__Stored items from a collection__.
╔══

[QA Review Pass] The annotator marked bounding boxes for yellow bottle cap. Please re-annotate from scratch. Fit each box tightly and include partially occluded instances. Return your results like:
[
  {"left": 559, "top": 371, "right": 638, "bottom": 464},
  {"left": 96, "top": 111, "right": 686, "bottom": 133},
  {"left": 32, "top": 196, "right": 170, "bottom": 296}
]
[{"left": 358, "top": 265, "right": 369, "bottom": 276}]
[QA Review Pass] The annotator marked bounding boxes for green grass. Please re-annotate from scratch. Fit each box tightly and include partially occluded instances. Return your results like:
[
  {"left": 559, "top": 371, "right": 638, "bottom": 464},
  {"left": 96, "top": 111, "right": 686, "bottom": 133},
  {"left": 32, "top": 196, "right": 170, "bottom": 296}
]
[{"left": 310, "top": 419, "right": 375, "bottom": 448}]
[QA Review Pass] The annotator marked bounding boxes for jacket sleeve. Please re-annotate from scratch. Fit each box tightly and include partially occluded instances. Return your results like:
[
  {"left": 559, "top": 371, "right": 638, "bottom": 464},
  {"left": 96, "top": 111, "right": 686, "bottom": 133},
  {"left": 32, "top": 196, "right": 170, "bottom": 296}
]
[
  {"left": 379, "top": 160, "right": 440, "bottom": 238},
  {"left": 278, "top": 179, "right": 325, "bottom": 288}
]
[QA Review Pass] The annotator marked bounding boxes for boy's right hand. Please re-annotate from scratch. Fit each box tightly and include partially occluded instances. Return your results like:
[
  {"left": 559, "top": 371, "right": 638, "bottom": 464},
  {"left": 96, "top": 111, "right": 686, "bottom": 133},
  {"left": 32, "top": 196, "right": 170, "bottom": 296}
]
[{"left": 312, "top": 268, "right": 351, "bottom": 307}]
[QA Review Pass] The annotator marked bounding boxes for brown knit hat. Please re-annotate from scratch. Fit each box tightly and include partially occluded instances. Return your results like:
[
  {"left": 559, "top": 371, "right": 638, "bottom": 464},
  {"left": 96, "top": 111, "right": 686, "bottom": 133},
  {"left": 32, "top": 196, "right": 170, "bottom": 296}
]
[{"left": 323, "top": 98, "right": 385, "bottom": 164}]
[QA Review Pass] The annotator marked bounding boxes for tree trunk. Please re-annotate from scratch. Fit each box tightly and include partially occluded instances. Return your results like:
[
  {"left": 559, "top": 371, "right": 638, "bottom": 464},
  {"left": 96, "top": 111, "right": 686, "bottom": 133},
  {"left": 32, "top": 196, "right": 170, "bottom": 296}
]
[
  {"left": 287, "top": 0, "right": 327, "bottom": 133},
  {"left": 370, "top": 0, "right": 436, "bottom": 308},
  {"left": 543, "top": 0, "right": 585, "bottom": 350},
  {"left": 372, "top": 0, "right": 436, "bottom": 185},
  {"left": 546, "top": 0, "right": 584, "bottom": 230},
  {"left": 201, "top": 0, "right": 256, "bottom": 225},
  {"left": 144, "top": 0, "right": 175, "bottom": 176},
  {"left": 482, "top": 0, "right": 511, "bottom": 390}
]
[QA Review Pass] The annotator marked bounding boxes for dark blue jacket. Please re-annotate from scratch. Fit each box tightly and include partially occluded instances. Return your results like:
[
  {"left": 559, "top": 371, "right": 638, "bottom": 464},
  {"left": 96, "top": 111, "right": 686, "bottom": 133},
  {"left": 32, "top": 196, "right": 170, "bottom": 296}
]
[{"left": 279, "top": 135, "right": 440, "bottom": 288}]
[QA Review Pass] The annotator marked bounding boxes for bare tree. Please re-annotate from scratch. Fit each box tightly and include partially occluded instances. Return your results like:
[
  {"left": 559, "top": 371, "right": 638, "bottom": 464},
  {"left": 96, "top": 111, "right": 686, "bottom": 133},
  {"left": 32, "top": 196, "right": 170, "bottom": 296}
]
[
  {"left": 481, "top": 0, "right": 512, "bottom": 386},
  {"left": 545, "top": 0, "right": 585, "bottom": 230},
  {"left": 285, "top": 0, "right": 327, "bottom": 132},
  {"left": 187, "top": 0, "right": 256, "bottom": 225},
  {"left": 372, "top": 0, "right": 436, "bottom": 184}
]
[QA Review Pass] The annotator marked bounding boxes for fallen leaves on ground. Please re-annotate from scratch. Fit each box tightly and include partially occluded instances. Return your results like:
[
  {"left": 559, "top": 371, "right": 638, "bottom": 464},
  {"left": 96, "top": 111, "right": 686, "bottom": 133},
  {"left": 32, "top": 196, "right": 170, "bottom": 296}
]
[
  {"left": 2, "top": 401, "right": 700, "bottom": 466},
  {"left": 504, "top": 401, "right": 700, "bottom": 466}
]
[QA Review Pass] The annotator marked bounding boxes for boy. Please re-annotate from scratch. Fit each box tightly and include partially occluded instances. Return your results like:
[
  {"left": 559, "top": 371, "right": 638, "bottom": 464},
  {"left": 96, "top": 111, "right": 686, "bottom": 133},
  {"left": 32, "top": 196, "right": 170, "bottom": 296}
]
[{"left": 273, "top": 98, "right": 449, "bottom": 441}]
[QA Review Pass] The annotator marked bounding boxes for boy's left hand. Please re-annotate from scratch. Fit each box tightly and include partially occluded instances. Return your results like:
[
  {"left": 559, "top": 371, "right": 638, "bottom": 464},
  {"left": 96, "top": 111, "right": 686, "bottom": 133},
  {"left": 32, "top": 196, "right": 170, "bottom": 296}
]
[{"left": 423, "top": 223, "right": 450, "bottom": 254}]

╚══

__WHAT YOU NEED TO DO__. Quote every entry exactly.

__ANSWER AREA__.
[QA Review Pass] The annotator marked bounding boxes for yellow bottle cap. Please re-annotate from scratch. Fit each box tightly and include partially occluded instances. Return your results like:
[
  {"left": 559, "top": 371, "right": 638, "bottom": 464},
  {"left": 96, "top": 111, "right": 686, "bottom": 133},
  {"left": 32, "top": 196, "right": 170, "bottom": 296}
]
[{"left": 358, "top": 265, "right": 369, "bottom": 276}]
[QA Review Pass] The annotator marked bounding boxes for green grass. Please re-annotate from scratch. Fit each box tightly and include partially occluded instances. Return your results like:
[
  {"left": 559, "top": 371, "right": 638, "bottom": 464},
  {"left": 96, "top": 111, "right": 686, "bottom": 133},
  {"left": 32, "top": 196, "right": 170, "bottom": 296}
]
[{"left": 310, "top": 419, "right": 375, "bottom": 448}]
[QA Review Pass] The annotator marked bounding boxes for jacket sleeve. Please re-annotate from scratch. Fit each box tightly and include partially occluded instances. Return your results like:
[
  {"left": 559, "top": 371, "right": 638, "bottom": 464},
  {"left": 96, "top": 111, "right": 686, "bottom": 133},
  {"left": 32, "top": 196, "right": 170, "bottom": 296}
]
[
  {"left": 379, "top": 160, "right": 440, "bottom": 238},
  {"left": 278, "top": 179, "right": 325, "bottom": 288}
]
[QA Review Pass] The annotator marked bounding boxes for boy's right hand. Please re-annotate from scratch. Fit each box tightly and include partially occluded instances. Return your results like:
[
  {"left": 559, "top": 371, "right": 638, "bottom": 464},
  {"left": 96, "top": 111, "right": 686, "bottom": 133},
  {"left": 32, "top": 196, "right": 170, "bottom": 296}
]
[{"left": 312, "top": 268, "right": 351, "bottom": 307}]
[QA Review Pass] The annotator marked bounding boxes for brown knit hat. Please re-annotate from scratch. Fit each box tightly and include partially occluded instances. Return your results like:
[
  {"left": 559, "top": 371, "right": 638, "bottom": 464},
  {"left": 96, "top": 111, "right": 686, "bottom": 133},
  {"left": 32, "top": 196, "right": 170, "bottom": 296}
]
[{"left": 323, "top": 98, "right": 385, "bottom": 164}]
[QA Review Pass] The annotator marked bounding boxes for tree trunk. Please re-annotate from scratch. Fit each box tightly and include partially occluded instances. Return your results like:
[
  {"left": 559, "top": 371, "right": 638, "bottom": 464},
  {"left": 96, "top": 111, "right": 686, "bottom": 133},
  {"left": 32, "top": 196, "right": 170, "bottom": 296}
]
[
  {"left": 287, "top": 0, "right": 327, "bottom": 133},
  {"left": 370, "top": 0, "right": 436, "bottom": 308},
  {"left": 543, "top": 0, "right": 585, "bottom": 350},
  {"left": 372, "top": 0, "right": 436, "bottom": 185},
  {"left": 546, "top": 0, "right": 584, "bottom": 230},
  {"left": 201, "top": 0, "right": 256, "bottom": 225},
  {"left": 144, "top": 0, "right": 175, "bottom": 176},
  {"left": 482, "top": 0, "right": 511, "bottom": 390}
]
[QA Review Pass] The annotator marked bounding boxes for dark blue jacket. Please re-annotate from scratch. Fit each box tightly and include partially occluded instances. Return your results like:
[
  {"left": 559, "top": 371, "right": 638, "bottom": 464},
  {"left": 96, "top": 111, "right": 686, "bottom": 133},
  {"left": 32, "top": 196, "right": 170, "bottom": 296}
]
[{"left": 279, "top": 135, "right": 440, "bottom": 288}]
[QA Review Pass] The annotator marked bounding boxes for bare tree. Please re-annotate from scratch. Fit each box tightly and include partially occluded instances. Return your results like:
[
  {"left": 559, "top": 371, "right": 638, "bottom": 464},
  {"left": 96, "top": 111, "right": 686, "bottom": 133},
  {"left": 32, "top": 196, "right": 170, "bottom": 296}
]
[
  {"left": 481, "top": 0, "right": 512, "bottom": 386},
  {"left": 545, "top": 0, "right": 585, "bottom": 230},
  {"left": 285, "top": 0, "right": 327, "bottom": 132},
  {"left": 187, "top": 0, "right": 256, "bottom": 225},
  {"left": 372, "top": 0, "right": 436, "bottom": 184}
]
[QA Review Pass] The annotator marked bounding boxes for fallen leaves on ground. Please re-annotate from scratch. Fit each box tightly and include partially occluded instances. Return your results like:
[
  {"left": 559, "top": 371, "right": 638, "bottom": 464},
  {"left": 96, "top": 111, "right": 686, "bottom": 133},
  {"left": 32, "top": 196, "right": 170, "bottom": 296}
]
[
  {"left": 2, "top": 401, "right": 700, "bottom": 466},
  {"left": 504, "top": 401, "right": 700, "bottom": 466}
]
[QA Review Pass] The annotator marked bounding boxes for boy. Please re-annotate from scratch. Fit each box tightly and include partially occluded instances. Return your results like:
[
  {"left": 559, "top": 371, "right": 638, "bottom": 464},
  {"left": 96, "top": 111, "right": 686, "bottom": 133},
  {"left": 32, "top": 196, "right": 170, "bottom": 296}
]
[{"left": 273, "top": 98, "right": 449, "bottom": 441}]
[QA Review Pass] The annotator marked bounding boxes for boy's left hand. Please re-annotate from scratch. Fit each box tightly and include partially occluded instances. Return your results like:
[
  {"left": 559, "top": 371, "right": 638, "bottom": 464},
  {"left": 96, "top": 111, "right": 686, "bottom": 133},
  {"left": 32, "top": 196, "right": 170, "bottom": 296}
]
[{"left": 423, "top": 223, "right": 450, "bottom": 254}]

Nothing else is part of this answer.